[Natural-language object grounding data]
========================================
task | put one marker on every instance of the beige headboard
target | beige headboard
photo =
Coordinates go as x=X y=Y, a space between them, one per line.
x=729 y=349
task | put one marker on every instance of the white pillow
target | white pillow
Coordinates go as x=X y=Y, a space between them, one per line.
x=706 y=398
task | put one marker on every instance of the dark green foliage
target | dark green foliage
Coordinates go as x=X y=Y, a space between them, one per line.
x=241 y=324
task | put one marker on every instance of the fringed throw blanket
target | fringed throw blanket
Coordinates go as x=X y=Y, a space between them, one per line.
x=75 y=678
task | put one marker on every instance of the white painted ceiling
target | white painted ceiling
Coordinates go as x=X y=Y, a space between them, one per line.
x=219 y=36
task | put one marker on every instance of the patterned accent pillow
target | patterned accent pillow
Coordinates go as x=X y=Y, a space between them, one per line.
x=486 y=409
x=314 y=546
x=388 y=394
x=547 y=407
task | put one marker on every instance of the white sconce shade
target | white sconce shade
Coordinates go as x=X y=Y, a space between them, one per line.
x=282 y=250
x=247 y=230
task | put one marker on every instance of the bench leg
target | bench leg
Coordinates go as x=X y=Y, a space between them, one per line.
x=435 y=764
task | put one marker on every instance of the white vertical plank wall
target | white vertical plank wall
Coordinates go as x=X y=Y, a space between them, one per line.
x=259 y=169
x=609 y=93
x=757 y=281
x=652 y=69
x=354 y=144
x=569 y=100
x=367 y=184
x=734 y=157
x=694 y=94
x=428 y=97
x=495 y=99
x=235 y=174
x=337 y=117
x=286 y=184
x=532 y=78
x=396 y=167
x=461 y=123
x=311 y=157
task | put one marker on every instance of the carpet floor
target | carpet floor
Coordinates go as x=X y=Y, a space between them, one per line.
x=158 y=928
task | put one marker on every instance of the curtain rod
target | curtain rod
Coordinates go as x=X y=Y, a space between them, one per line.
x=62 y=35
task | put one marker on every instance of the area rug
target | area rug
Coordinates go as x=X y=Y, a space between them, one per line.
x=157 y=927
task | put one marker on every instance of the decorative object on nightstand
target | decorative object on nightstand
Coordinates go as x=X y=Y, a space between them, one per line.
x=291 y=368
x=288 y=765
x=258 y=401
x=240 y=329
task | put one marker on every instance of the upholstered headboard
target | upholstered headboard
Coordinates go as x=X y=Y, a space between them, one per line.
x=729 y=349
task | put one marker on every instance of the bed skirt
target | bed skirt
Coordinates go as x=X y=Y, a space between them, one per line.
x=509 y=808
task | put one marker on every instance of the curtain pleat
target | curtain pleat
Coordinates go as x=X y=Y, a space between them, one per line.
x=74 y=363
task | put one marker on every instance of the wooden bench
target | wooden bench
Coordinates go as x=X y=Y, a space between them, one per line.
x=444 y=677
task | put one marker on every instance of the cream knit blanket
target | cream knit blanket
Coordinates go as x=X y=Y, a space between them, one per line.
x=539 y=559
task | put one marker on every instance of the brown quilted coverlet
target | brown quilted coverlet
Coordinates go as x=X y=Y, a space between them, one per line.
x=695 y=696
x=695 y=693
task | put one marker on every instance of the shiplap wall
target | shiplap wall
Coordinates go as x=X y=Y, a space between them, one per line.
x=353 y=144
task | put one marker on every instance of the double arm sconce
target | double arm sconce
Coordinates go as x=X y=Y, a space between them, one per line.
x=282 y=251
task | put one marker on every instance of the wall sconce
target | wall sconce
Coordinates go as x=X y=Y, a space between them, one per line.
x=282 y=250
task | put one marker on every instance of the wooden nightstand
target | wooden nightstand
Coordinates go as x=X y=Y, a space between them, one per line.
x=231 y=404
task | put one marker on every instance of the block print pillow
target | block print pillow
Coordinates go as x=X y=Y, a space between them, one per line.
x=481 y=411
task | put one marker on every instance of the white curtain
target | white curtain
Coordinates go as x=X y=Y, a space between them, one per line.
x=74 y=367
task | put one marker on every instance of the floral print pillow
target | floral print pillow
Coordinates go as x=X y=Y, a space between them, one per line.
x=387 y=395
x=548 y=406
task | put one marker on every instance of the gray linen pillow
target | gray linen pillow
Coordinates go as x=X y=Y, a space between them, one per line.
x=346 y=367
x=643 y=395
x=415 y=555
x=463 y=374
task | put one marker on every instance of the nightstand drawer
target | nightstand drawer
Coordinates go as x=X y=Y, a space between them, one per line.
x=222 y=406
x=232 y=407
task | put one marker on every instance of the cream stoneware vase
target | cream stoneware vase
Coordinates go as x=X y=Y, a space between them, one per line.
========================================
### TASK ITEM
Output all the lines above. Keep each one exact.

### RESPONSE AREA
task | put one marker on every instance of the beige headboard
target | beige headboard
photo =
Coordinates go as x=X y=Y, a space between them, one per line.
x=729 y=349
task | put one marker on every instance of the white pillow
target | white pillow
Coordinates go as x=X y=Y, a space between them, one per line.
x=706 y=398
task | put one marker on every instance of the dark green foliage
target | dark green foliage
Coordinates go as x=X y=Y, a space between them, one per line.
x=241 y=324
task | put one marker on every instance of the fringed throw blanket
target | fringed throw blanket
Coordinates go as x=X y=Y, a space between them, one per line.
x=75 y=678
task | put one marker on every instance of the white painted ceiling
target | white painted ceiling
Coordinates go as x=X y=Y, a space between them, one per line.
x=219 y=36
task | put one marker on every instance of the patterned accent pillow
target | patterned accent pillow
Coordinates go as x=X y=Y, a space between them, one per line.
x=486 y=409
x=314 y=546
x=388 y=394
x=547 y=407
task | put one marker on every instance of the white sconce shade
target | white sconce shade
Coordinates go as x=X y=Y, a space between them, one per line.
x=282 y=250
x=247 y=230
task | put one marker on every instance of the bench leg
target | bench leg
Coordinates go as x=X y=Y, a space between them, one per line.
x=435 y=764
task | put one marker on every instance of the white vertical plank wall
target | white vertical plank wall
Coordinates go as x=X y=Y, a space between them, one per line.
x=259 y=169
x=609 y=93
x=757 y=281
x=652 y=69
x=354 y=144
x=569 y=100
x=367 y=184
x=734 y=157
x=694 y=94
x=428 y=97
x=495 y=99
x=235 y=174
x=337 y=117
x=286 y=184
x=532 y=78
x=396 y=167
x=461 y=123
x=311 y=157
task | put one marker on every instance of the carpet floor
target | carpet floor
Coordinates go as x=X y=Y, a space between them, one per line.
x=158 y=928
task | put one marker on every instance of the curtain rod
target | curtain rod
Coordinates go as x=X y=Y, a space between them, one per line.
x=62 y=35
task | put one marker on every instance of the area rug
target | area rug
Coordinates go as x=X y=Y, a space between them, one per line.
x=157 y=927
task | put one marker on every instance of the decorative object on nightstand
target | decorative object on nightstand
Coordinates go as x=X y=Y, a space between them, one per line.
x=291 y=368
x=288 y=765
x=258 y=401
x=240 y=329
task | put one marker on every instance of the upholstered headboard
target | upholstered headboard
Coordinates go as x=X y=Y, a space between them, one per line.
x=729 y=349
task | put one marker on every instance of the bed skirt
target | bed skirt
Coordinates go as x=X y=Y, a space between them, one per line.
x=509 y=808
task | put one marker on every instance of the curtain pleat
target | curtain pleat
Coordinates go as x=X y=Y, a space between them, one per line.
x=74 y=363
task | put one marker on every instance of the wooden bench
target | wooden bench
Coordinates go as x=X y=Y, a space between them, one per line.
x=444 y=677
task | put one marker on every instance of the cream knit blanket
target | cream knit blanket
Coordinates go as x=X y=Y, a space between them, one per line.
x=539 y=559
task | put one marker on every instance of the brown quilted coverlet
target | brown quilted coverlet
Coordinates go as x=X y=Y, a space between them, one per line.
x=695 y=696
x=695 y=693
task | put one marker on every instance of the shiplap wall
target | shiplap wall
Coordinates go as x=X y=Y, a space between them, one per line.
x=353 y=144
task | put one marker on every instance of the double arm sconce
target | double arm sconce
Coordinates go as x=X y=Y, a space between them, one per line.
x=282 y=251
task | put one marker on every instance of the wall sconce
target | wall sconce
Coordinates go as x=X y=Y, a space between them, one per line.
x=282 y=250
task | put one marker on every instance of the wooden nightstand
target | wooden nightstand
Coordinates go as x=X y=Y, a space between them, one per line.
x=231 y=404
task | put one marker on every instance of the block print pillow
target | block print pillow
Coordinates go as x=X y=Y, a space between them, one per line.
x=481 y=411
task | put one marker on every instance of the white curtain
target | white curtain
Coordinates go as x=X y=Y, a space between them, one per line.
x=74 y=367
task | put one marker on every instance of the floral print pillow
target | floral print pillow
Coordinates go as x=X y=Y, a space between them, one per line.
x=387 y=395
x=548 y=406
task | put one marker on every instance of the gray linen pillow
target | gray linen pillow
Coordinates go as x=X y=Y, a space between them, one per line.
x=346 y=367
x=643 y=395
x=415 y=555
x=463 y=374
task | put one marker on every instance of the nightstand drawer
target | nightstand drawer
Coordinates go as x=X y=Y, a space between them, one per line.
x=222 y=406
x=232 y=407
task | put one marker on every instance of the cream stoneware vase
target | cream stoneware vase
Coordinates go as x=X y=Y, a space between them, one per line.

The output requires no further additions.